What you should do:
Continue the abstract on feeding tube use in salivary gland cancer patients from its last sentence.

#### Provided text

Feeding Tube Utilization in Patients with Salivary Gland Malignancies.
Otolaryngol Head Neck Surg. 2016 Aug 30;
Authors: Chen DW, Lewin JS, Xu L, Lai SY, Gunn GB, Fuller CD, Mohamed AS, Kanwar A, Sturgis EM, Hutcheson KA
Abstract
OBJECTIVES: To evaluate feeding tube utilization in patients with salivary gland malignancies (SGMs).
STUDY DESIGN: Case series with planned data collection.
SETTING: The University of Texas MD Anderson Cancer Center, Houston, Texas, USA.
SUBJECTS AND METHODS: Patients (N = 287) were sampled from an epidemiologic SGM registry during a 12-year period. Feeding tube history was retrospectively reviewed. Patients with outside locoregional therapy or palliative treatment were excluded. Enteral feeding and length of dependence were analyzed as a function treatment modality and site of SGM.
RESULTS: Of 287 patients, 79 (28%) required temporary nasogastric tube feeding (median duration: 13 days, interquartile range: 6-21). Among those 79, 30 (10% of total cohort) required conversion to percutaneous gastrostomy tube (G-tube). Median G-tube duration was 4.8 months (interquartile range: 3.7-13.1). G-tube placement was necessary only in patients receiving multimodality therapy (P < .001), and among those, 50% with SGMs arising from pharyngeal/laryngeal sites required G-tube, as compared with 8% to 19% of SGMs arising from all other sites (P < .01). At a median follow-up of 2.4 years, 9 (3%) of all SGM patients were G-tube dependent, but 14% (3 of 22) with laryngeal/pharyngeal sites treated with multimodality therapy remained chronically G-tube dependent.

########
#### Provided data

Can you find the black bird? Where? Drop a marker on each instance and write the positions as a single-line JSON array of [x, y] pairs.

########
#### Provided data

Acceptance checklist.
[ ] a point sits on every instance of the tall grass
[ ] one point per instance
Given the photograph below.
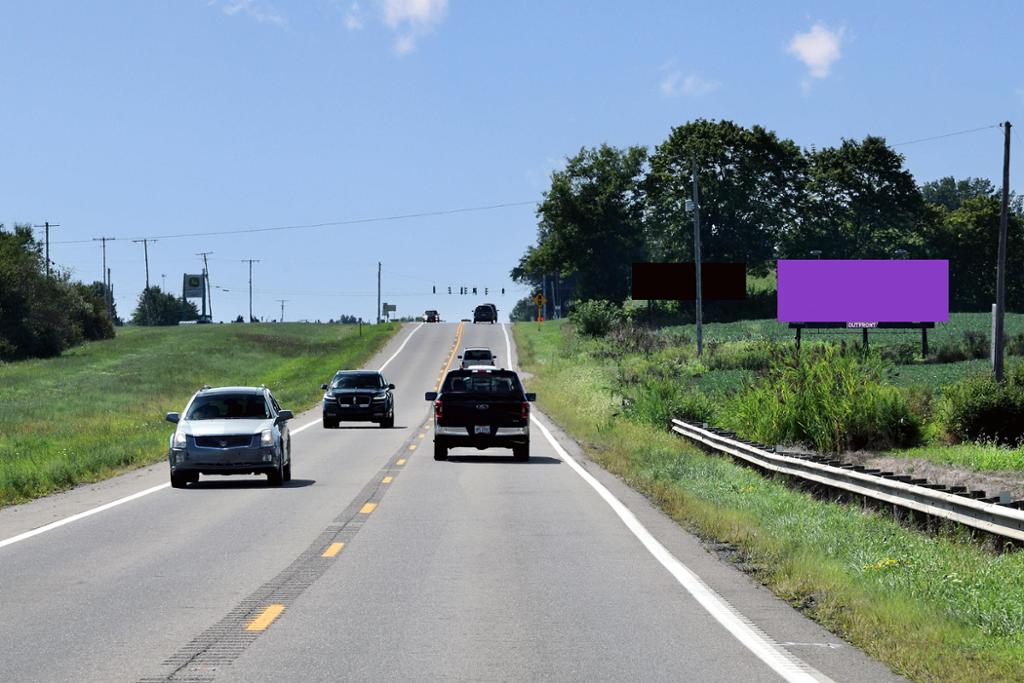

########
#### Provided data

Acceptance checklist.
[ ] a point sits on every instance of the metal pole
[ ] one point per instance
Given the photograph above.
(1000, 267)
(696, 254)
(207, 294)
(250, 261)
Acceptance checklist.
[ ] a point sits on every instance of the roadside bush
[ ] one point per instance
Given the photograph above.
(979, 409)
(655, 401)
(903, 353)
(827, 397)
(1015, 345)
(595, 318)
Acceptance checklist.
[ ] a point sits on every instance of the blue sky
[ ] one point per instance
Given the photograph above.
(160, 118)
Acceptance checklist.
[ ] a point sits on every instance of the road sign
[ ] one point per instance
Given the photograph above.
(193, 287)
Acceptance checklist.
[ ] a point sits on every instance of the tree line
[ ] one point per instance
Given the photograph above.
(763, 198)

########

Result of this exercise:
CONCLUSION: While almost 30% of SGM survivors require a temporary nasogastric tube, G-tube utilization is uncommon, in roughly 10% of SGM overall. G-tube utilization appears exclusive to patients treated with multimodality therapy, and chronic gastrostomy remains high (14%) in patients with minor gland cancers arising in the pharynx/larynx, suggesting impetus for dysphagia prophylaxis in these higher-risk subsets, similar to patients treated for squamous cancers.